==== TASK INPUT ====

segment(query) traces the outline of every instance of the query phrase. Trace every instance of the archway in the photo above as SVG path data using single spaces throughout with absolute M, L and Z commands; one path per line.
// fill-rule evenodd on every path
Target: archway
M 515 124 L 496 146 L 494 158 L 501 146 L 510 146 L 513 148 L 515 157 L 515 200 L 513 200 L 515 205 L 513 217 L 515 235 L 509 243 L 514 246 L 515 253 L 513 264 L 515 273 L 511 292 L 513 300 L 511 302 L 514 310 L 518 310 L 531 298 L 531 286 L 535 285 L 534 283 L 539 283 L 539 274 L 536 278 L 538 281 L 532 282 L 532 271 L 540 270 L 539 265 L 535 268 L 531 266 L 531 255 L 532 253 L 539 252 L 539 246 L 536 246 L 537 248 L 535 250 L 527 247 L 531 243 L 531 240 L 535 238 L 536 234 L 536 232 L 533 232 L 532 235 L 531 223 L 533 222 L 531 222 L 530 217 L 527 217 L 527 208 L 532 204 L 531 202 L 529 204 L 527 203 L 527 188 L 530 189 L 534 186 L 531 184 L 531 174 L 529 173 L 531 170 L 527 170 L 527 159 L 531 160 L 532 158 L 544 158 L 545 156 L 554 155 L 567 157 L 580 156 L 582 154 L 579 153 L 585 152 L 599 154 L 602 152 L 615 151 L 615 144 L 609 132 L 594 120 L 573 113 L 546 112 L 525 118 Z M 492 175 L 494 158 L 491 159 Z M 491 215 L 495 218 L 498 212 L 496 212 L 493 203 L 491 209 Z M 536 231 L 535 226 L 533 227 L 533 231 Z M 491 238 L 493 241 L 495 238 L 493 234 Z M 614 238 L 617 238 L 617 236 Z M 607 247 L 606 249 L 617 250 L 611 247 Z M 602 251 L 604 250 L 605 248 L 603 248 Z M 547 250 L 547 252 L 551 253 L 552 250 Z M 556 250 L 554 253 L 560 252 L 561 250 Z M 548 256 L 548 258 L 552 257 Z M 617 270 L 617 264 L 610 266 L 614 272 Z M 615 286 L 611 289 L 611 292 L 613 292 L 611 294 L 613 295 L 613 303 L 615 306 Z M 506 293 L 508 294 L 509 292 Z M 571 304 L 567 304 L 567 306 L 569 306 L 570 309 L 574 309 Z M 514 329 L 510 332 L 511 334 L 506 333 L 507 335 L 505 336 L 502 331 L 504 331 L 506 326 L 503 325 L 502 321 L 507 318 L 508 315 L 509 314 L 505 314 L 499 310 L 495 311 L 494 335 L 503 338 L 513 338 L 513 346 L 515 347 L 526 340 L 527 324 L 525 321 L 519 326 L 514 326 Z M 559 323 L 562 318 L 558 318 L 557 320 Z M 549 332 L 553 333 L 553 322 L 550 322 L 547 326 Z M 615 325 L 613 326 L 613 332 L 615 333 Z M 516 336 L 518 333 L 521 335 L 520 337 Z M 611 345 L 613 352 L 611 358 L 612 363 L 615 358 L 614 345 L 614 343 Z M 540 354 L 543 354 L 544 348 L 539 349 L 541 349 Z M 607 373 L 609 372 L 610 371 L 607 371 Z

====
==== TASK INPUT ====

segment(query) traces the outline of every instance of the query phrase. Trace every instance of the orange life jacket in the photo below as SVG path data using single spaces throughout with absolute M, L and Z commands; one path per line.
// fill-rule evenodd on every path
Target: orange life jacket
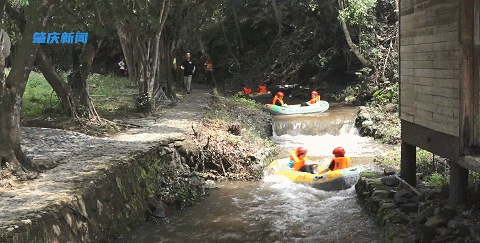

====
==== TASK INPUT ====

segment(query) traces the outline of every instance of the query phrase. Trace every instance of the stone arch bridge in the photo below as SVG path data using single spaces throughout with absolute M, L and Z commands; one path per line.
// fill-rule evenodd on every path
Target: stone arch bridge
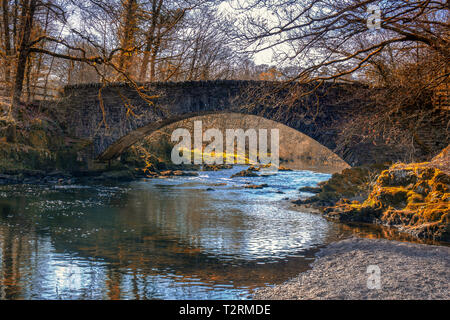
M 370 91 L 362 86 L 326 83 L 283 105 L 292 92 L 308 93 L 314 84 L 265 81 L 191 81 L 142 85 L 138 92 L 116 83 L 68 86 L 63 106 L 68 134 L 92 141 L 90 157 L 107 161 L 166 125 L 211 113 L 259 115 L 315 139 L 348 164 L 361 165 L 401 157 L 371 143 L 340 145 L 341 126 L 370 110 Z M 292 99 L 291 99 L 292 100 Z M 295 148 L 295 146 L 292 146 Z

====

[WORK REQUIRED]
Select and copy every line from the records that includes the word "below".

[SOLUTION]
segment(query) traces the outline of every instance of the query phrase. Trace every instance of the orange life jacket in the photo below as SVG path data using single spaces throughout with absolute M, L and Z commands; one path per line.
segment(query) traces the outline of every instance of the query phrase. Trace every instance of the stone arch bridge in the photo below as SVG path data using single spaces throughout with absolute M, L and Z commands; one path per line.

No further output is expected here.